▸ **Work instructions**: Write out the lines below as a JSON list of strings, one string per line and no blank lines. Leave out the pictures.

▸ **Data shown**:
=====

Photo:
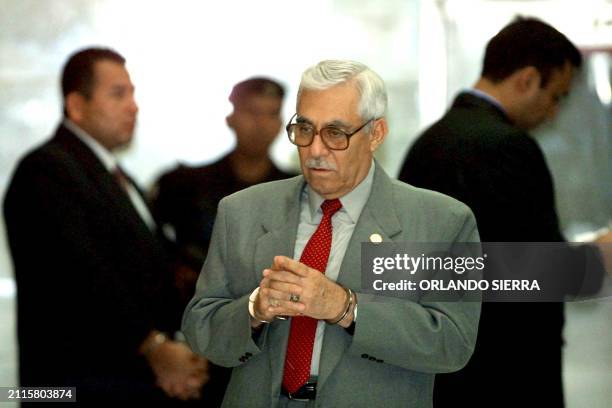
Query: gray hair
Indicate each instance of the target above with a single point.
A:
(328, 73)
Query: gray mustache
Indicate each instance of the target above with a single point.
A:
(319, 163)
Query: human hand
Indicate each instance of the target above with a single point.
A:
(292, 288)
(179, 372)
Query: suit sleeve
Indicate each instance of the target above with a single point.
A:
(429, 336)
(216, 324)
(59, 262)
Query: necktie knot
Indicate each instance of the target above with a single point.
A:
(330, 207)
(121, 178)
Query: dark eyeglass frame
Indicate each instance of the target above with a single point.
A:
(348, 135)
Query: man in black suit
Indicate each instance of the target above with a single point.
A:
(186, 198)
(480, 153)
(95, 296)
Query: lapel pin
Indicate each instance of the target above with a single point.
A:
(375, 238)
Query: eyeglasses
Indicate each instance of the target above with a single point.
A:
(302, 134)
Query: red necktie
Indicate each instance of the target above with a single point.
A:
(302, 334)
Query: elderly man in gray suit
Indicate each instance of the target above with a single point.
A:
(279, 296)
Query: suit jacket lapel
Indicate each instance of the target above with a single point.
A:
(378, 217)
(102, 180)
(280, 230)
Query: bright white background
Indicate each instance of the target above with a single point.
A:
(184, 57)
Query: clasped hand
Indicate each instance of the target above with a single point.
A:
(290, 288)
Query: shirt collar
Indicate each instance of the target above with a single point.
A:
(106, 157)
(352, 203)
(483, 95)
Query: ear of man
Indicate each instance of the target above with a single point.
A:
(75, 105)
(378, 133)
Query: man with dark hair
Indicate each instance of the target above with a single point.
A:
(480, 153)
(186, 198)
(96, 302)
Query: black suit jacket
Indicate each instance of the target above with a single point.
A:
(92, 279)
(475, 154)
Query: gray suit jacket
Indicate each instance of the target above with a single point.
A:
(398, 345)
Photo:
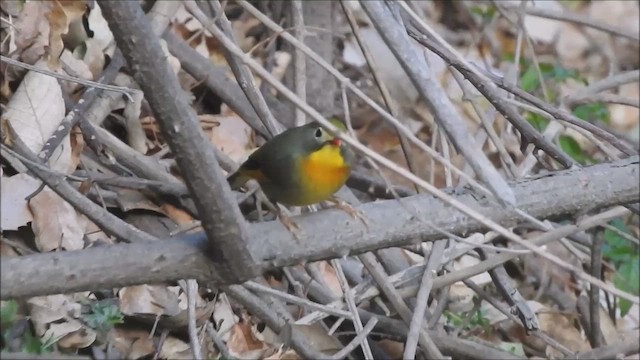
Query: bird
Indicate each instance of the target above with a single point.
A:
(301, 166)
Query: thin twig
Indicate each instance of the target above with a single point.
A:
(391, 105)
(361, 337)
(119, 89)
(596, 338)
(423, 296)
(108, 222)
(222, 347)
(576, 19)
(381, 278)
(299, 60)
(273, 320)
(348, 297)
(224, 41)
(240, 70)
(610, 82)
(392, 32)
(192, 292)
(253, 286)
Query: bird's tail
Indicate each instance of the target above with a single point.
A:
(237, 179)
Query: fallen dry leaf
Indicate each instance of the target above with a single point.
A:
(14, 210)
(32, 31)
(131, 343)
(55, 223)
(44, 310)
(224, 317)
(174, 348)
(329, 276)
(148, 299)
(35, 112)
(243, 341)
(59, 16)
(70, 335)
(232, 136)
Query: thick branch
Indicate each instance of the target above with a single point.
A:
(221, 218)
(327, 234)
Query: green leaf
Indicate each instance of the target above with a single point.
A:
(570, 146)
(8, 313)
(103, 316)
(31, 344)
(627, 278)
(592, 112)
(514, 348)
(616, 248)
(529, 81)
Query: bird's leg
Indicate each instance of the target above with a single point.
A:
(280, 212)
(346, 207)
(285, 218)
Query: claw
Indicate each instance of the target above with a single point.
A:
(291, 225)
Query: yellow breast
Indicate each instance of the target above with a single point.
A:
(323, 173)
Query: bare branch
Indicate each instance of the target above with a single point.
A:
(328, 234)
(216, 205)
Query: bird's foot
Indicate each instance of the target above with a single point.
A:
(291, 225)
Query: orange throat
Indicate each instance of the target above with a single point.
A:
(324, 172)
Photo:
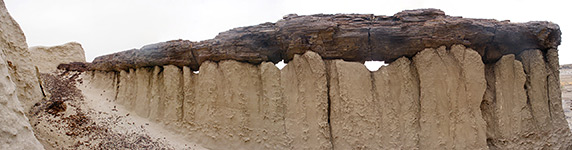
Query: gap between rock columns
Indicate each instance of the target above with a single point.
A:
(437, 99)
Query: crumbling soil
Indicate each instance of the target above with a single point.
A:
(62, 121)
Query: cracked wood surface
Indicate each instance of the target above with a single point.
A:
(352, 37)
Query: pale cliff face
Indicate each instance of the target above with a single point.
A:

=====

▸ **Answer for this exercise**:
[
  "Photo:",
  "Query: gray hair",
  "Indicate each instance of the target above with a single point.",
  "A:",
  "(328, 73)",
  "Query: gray mustache",
  "Indicate each instance of the target above with a single point.",
  "A:",
  "(319, 163)",
  "Query: human hand",
  "Indicate each instance of the target above with a single point.",
  "A:",
  "(292, 288)",
  "(179, 372)",
  "Query: suit sleeve",
  "Indicate each instance of the target above with a single point.",
  "A:",
  "(429, 336)",
  "(216, 324)",
  "(59, 262)",
  "Query: necktie knot",
  "Indicate each instance of the target above with a single point.",
  "A:",
  "(330, 207)",
  "(121, 178)",
  "Query: dark eyeglass frame",
  "Indicate each instance of the target above with a single point.",
  "A:",
  "(348, 135)",
  "Query: man in black suit",
  "Indicate each instance of the target above with a single point.",
  "A:",
  "(186, 198)",
  "(480, 153)",
  "(95, 296)",
  "Query: lapel pin",
  "Indicate each instance of the target above with a single point.",
  "A:",
  "(375, 238)",
  "Query: eyeglasses",
  "Indicate each instance of the target above with a single point.",
  "A:",
  "(302, 134)",
  "Query: red necktie",
  "Indicate each instance of the target above with a single point.",
  "A:",
  "(302, 334)",
  "Query: elderly man in gray suit",
  "Indicate each instance of the target above with a single point.",
  "A:",
  "(279, 296)",
  "Query: suit jacket lapel",
  "Indicate each instance of the target above with a single point.",
  "A:",
  "(378, 217)",
  "(102, 180)",
  "(280, 230)",
  "Query: bright white background",
  "Indicate each instance of the target above with a single point.",
  "A:",
  "(184, 57)",
  "Query: clasped hand",
  "Indicate each instance of the target above with a single point.",
  "A:",
  "(290, 288)",
  "Query: shirt collar",
  "Indicate each instance of the target above with a single point.",
  "A:",
  "(106, 157)",
  "(352, 203)",
  "(483, 95)",
  "Query: ear of man",
  "Indicate each instance of the target above with a single point.",
  "A:",
  "(75, 105)",
  "(378, 133)",
  "Query: man with dark hair",
  "Indicate each instance of the target above with a single point.",
  "A:",
  "(480, 153)",
  "(186, 198)",
  "(96, 302)",
  "Query: black suit jacket",
  "Indicate each instance of the target above with a single point.",
  "A:",
  "(92, 279)",
  "(475, 154)",
  "Query: gray suit jacket",
  "Indicate each instance of the target above with a single point.",
  "A:",
  "(398, 345)",
  "Photo:",
  "Query: bird",
  "Indicate each instance of the target above with a single point.",
  "A:",
  "(301, 166)",
  "Query: thin twig",
  "Indicate each instance of the target above with a single point.",
  "A:",
  "(391, 105)",
  "(361, 337)",
  "(119, 89)",
  "(596, 338)",
  "(423, 296)",
  "(108, 222)",
  "(222, 347)",
  "(576, 19)",
  "(381, 278)",
  "(299, 60)",
  "(273, 320)",
  "(348, 297)",
  "(224, 41)",
  "(240, 70)",
  "(610, 82)",
  "(392, 32)",
  "(192, 292)",
  "(253, 286)",
  "Query: bird's tail",
  "Indicate each instance of the target above with a single point.",
  "A:",
  "(237, 179)",
  "Query: fallen dry leaf",
  "Indicate each instance of the target above with a single point.",
  "A:",
  "(14, 210)",
  "(32, 31)",
  "(131, 343)",
  "(55, 223)",
  "(44, 310)",
  "(224, 317)",
  "(174, 348)",
  "(329, 276)",
  "(148, 299)",
  "(35, 112)",
  "(243, 341)",
  "(59, 16)",
  "(70, 335)",
  "(232, 136)",
  "Query: thick branch",
  "Indicate each instance of the target above with a single point.",
  "A:",
  "(221, 218)",
  "(327, 234)",
  "Query: green leaf",
  "Indicate each instance of the target above with a single point.",
  "A:",
  "(570, 146)",
  "(8, 313)",
  "(103, 316)",
  "(31, 344)",
  "(627, 278)",
  "(592, 112)",
  "(514, 348)",
  "(616, 248)",
  "(529, 81)",
  "Query: bird's leg",
  "Indicate each instance of the target above with a single point.",
  "A:",
  "(280, 212)",
  "(346, 207)",
  "(285, 218)",
  "Query: claw",
  "Indicate each instance of the target above with a single point.",
  "A:",
  "(291, 225)",
  "Query: yellow breast",
  "Indicate each instance of the target above with a single point.",
  "A:",
  "(323, 173)",
  "Query: bare branch",
  "Indicate each instance of the target above with a single point.",
  "A:",
  "(328, 234)",
  "(216, 205)",
  "Query: bird's foot",
  "Indicate each instance of the target above with a single point.",
  "A:",
  "(291, 225)",
  "Query: orange throat",
  "Indicate each instance of the target above with a single point.",
  "A:",
  "(324, 172)",
  "Photo:",
  "Query: gap between rock columns",
  "Indicate each instance of the target above with a single point.",
  "A:",
  "(437, 99)",
  "Query: crumbling soil",
  "Indicate each instance of the target above with a single point.",
  "A:",
  "(62, 121)",
  "Query: cracked wood surface",
  "Indicate each instance of the target above with a single point.",
  "A:",
  "(352, 37)",
  "Query: pale cliff face",
  "Indicate each instance of the target above with a single point.",
  "A:"
]